### [GIVEN DATA]
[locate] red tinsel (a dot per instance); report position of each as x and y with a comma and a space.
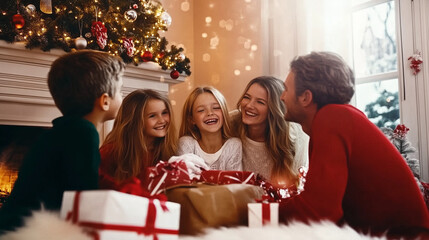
100, 32
129, 45
400, 131
416, 61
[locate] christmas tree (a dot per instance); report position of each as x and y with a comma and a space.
399, 139
124, 28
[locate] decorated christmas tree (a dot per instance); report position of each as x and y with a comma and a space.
127, 28
398, 137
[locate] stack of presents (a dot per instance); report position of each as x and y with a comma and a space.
168, 203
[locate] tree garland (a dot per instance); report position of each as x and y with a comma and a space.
126, 28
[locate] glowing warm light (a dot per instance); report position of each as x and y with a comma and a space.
215, 79
229, 25
214, 42
7, 179
247, 44
206, 57
185, 6
222, 23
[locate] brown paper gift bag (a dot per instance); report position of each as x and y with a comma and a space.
204, 206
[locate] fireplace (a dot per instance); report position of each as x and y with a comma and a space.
15, 141
26, 106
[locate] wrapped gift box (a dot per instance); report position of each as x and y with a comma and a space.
114, 215
227, 177
263, 214
211, 206
164, 175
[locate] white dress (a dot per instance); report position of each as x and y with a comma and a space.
228, 157
256, 157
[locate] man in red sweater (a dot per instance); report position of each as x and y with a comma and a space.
356, 176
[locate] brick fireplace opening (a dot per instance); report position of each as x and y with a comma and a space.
15, 141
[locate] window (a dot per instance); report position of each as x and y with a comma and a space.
375, 61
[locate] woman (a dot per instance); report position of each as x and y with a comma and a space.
272, 147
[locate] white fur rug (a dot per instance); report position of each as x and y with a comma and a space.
48, 226
294, 231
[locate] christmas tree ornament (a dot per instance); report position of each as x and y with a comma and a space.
174, 74
46, 6
166, 18
130, 15
30, 8
100, 32
80, 42
129, 46
146, 56
18, 21
160, 55
415, 61
181, 56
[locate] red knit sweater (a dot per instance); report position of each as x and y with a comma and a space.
356, 176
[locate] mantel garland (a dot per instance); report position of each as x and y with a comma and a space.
126, 28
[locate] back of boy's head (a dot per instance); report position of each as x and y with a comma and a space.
77, 79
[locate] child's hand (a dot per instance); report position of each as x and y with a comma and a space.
194, 163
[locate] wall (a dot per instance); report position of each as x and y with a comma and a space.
223, 39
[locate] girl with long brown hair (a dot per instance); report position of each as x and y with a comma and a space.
142, 135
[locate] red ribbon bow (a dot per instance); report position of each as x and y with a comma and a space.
266, 211
148, 229
167, 174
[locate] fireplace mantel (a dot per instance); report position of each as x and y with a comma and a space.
24, 96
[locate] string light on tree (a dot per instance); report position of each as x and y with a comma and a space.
103, 27
174, 74
18, 21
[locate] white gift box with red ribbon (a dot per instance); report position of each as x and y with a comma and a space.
264, 213
112, 215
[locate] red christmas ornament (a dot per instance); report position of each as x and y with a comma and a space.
100, 32
18, 21
174, 74
129, 45
146, 56
160, 55
416, 61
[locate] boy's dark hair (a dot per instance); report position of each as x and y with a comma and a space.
326, 75
77, 79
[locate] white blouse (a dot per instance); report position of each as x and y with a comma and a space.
228, 157
256, 157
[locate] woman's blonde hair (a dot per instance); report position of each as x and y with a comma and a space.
190, 129
277, 139
130, 149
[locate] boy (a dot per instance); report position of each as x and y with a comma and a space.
86, 87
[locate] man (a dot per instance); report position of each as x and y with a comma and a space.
356, 176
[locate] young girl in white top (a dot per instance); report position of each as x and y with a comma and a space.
206, 130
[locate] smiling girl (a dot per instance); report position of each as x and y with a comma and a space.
272, 147
142, 135
206, 130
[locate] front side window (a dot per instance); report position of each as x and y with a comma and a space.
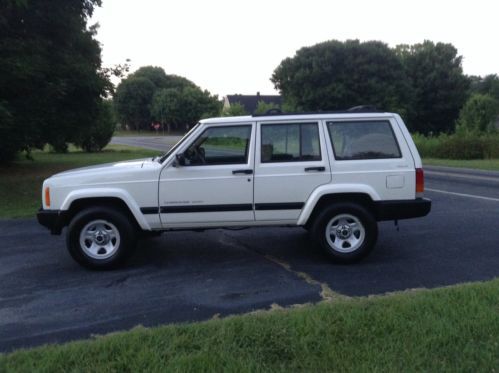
290, 142
220, 145
363, 140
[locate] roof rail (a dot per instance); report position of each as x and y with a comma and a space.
354, 109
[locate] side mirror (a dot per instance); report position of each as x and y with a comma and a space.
179, 160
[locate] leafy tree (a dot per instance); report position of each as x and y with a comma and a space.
234, 110
478, 115
337, 75
132, 100
488, 85
262, 107
160, 79
100, 132
49, 72
178, 108
438, 84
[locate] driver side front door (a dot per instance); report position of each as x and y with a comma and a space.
216, 183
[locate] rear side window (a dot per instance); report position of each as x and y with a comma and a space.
290, 142
363, 140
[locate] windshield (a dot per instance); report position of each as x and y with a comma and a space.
165, 156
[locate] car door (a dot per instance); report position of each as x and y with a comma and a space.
215, 185
373, 152
291, 162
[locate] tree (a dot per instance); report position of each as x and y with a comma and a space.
234, 110
478, 115
49, 73
438, 84
132, 100
170, 99
183, 107
100, 132
488, 85
160, 79
337, 75
262, 107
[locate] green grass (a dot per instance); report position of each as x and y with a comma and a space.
452, 329
481, 164
21, 181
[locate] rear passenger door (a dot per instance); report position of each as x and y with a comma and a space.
290, 163
372, 152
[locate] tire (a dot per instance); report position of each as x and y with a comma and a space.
346, 231
101, 238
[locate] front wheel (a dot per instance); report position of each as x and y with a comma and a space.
346, 231
100, 238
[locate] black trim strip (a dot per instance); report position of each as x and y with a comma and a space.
149, 210
279, 206
206, 208
222, 208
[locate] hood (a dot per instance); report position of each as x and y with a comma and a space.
106, 168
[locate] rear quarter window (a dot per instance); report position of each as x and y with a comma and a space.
353, 140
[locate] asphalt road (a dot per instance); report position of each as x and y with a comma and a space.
183, 276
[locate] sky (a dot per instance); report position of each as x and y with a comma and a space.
230, 47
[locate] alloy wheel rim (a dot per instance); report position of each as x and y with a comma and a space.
345, 233
100, 239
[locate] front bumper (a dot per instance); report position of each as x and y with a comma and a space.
402, 209
54, 220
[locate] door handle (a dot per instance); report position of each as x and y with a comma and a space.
320, 169
242, 172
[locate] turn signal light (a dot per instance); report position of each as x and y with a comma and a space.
419, 182
47, 196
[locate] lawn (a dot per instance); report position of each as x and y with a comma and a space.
454, 329
21, 181
481, 164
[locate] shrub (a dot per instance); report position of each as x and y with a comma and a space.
458, 146
478, 115
97, 136
10, 142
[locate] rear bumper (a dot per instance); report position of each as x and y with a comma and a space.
54, 220
405, 209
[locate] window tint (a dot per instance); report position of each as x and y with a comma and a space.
220, 145
293, 142
363, 140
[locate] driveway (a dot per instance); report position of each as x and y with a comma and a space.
184, 276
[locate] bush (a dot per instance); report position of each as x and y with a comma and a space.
10, 141
478, 115
98, 135
458, 146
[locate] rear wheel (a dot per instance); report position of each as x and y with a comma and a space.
346, 231
101, 238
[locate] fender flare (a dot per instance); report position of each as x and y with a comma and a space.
331, 189
108, 193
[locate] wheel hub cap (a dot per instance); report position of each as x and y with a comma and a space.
101, 238
344, 231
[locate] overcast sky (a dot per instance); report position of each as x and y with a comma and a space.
233, 46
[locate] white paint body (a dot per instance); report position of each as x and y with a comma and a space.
149, 183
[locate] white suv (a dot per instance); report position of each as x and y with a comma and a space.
334, 174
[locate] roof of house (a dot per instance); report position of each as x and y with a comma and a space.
250, 102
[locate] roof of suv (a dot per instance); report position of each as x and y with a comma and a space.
299, 116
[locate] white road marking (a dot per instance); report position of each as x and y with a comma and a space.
463, 194
462, 176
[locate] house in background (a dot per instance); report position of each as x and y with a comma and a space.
250, 102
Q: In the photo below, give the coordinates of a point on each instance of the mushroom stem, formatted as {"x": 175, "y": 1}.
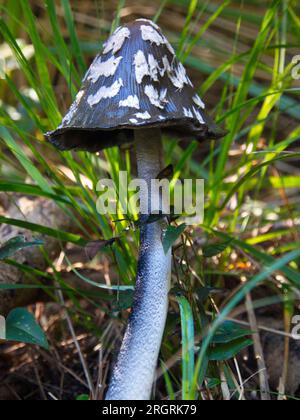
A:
{"x": 134, "y": 372}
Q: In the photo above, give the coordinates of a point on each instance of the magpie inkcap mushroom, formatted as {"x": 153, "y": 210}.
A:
{"x": 136, "y": 82}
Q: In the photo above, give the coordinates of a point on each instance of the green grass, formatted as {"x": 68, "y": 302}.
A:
{"x": 253, "y": 93}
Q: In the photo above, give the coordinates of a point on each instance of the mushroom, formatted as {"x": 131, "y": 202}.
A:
{"x": 135, "y": 91}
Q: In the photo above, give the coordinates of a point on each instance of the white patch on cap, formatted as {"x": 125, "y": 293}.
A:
{"x": 141, "y": 66}
{"x": 145, "y": 68}
{"x": 150, "y": 34}
{"x": 148, "y": 21}
{"x": 166, "y": 66}
{"x": 105, "y": 68}
{"x": 153, "y": 67}
{"x": 157, "y": 99}
{"x": 130, "y": 102}
{"x": 198, "y": 116}
{"x": 116, "y": 41}
{"x": 188, "y": 113}
{"x": 143, "y": 115}
{"x": 199, "y": 102}
{"x": 106, "y": 92}
{"x": 169, "y": 46}
{"x": 68, "y": 117}
{"x": 179, "y": 77}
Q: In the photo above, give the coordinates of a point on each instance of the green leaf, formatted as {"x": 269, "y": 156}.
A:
{"x": 16, "y": 244}
{"x": 21, "y": 326}
{"x": 230, "y": 331}
{"x": 123, "y": 301}
{"x": 210, "y": 251}
{"x": 171, "y": 235}
{"x": 188, "y": 345}
{"x": 213, "y": 382}
{"x": 204, "y": 292}
{"x": 228, "y": 351}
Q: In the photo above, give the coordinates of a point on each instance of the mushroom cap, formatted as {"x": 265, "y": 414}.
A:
{"x": 137, "y": 82}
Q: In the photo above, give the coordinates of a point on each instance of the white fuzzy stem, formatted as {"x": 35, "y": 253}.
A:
{"x": 134, "y": 372}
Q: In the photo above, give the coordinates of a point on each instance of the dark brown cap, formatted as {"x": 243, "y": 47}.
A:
{"x": 137, "y": 82}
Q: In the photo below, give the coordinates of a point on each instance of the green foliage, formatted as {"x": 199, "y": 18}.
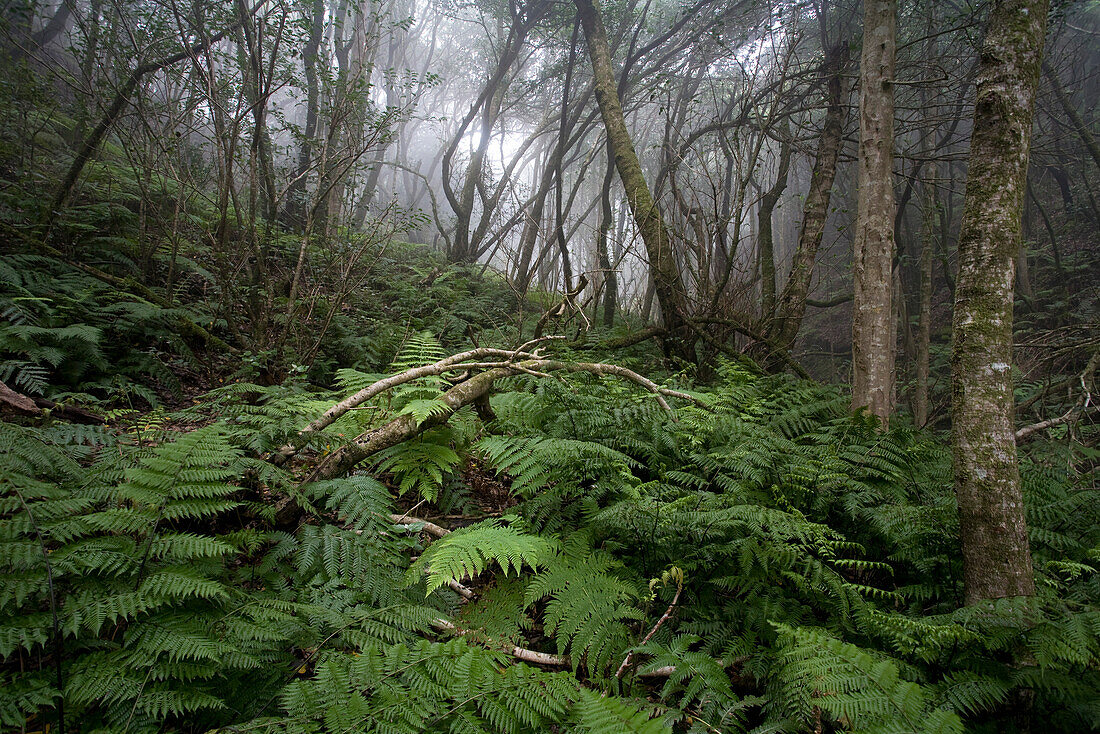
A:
{"x": 469, "y": 551}
{"x": 818, "y": 556}
{"x": 860, "y": 692}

### [WHAT YOU HAVE TO DO]
Each line in the listing above that includes the word "stem" needs to be copied out.

### [EXERCISE RESPONSE]
Q: In the photo below, give the coordinates of a point on each instance of the mushroom stem, formatted as {"x": 175, "y": 1}.
Q: In the photo above, give the coordinates of a point on each instance of the white fuzzy stem, formatted as {"x": 35, "y": 253}.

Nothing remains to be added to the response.